==== 数据行 ====

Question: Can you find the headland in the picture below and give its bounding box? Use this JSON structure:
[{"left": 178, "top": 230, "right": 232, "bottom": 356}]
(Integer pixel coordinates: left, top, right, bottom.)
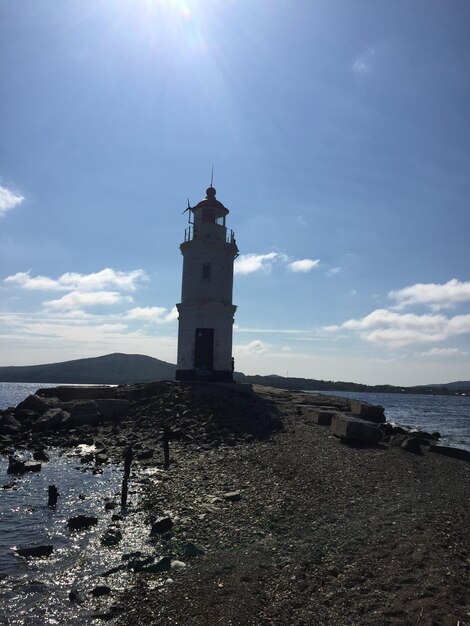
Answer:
[{"left": 0, "top": 381, "right": 470, "bottom": 626}]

====

请把上面全部数据行转写成两列 CSV，列名为 input 和 output，每个数据行对应一行：input 放该行的文字，output 放它的答案，两者各占一个带引号的字段，其中的换行改为空格。图片不要放进答案。

### [完整回答]
input,output
"Question: Can you find the headland in the picture below and give its bounding box? Use this JSON structure: [{""left"": 178, ""top"": 230, ""right"": 232, ""bottom"": 356}] (Integer pixel coordinates: left, top, right, bottom.) Answer:","[{""left"": 0, ""top"": 381, ""right"": 470, ""bottom"": 626}]"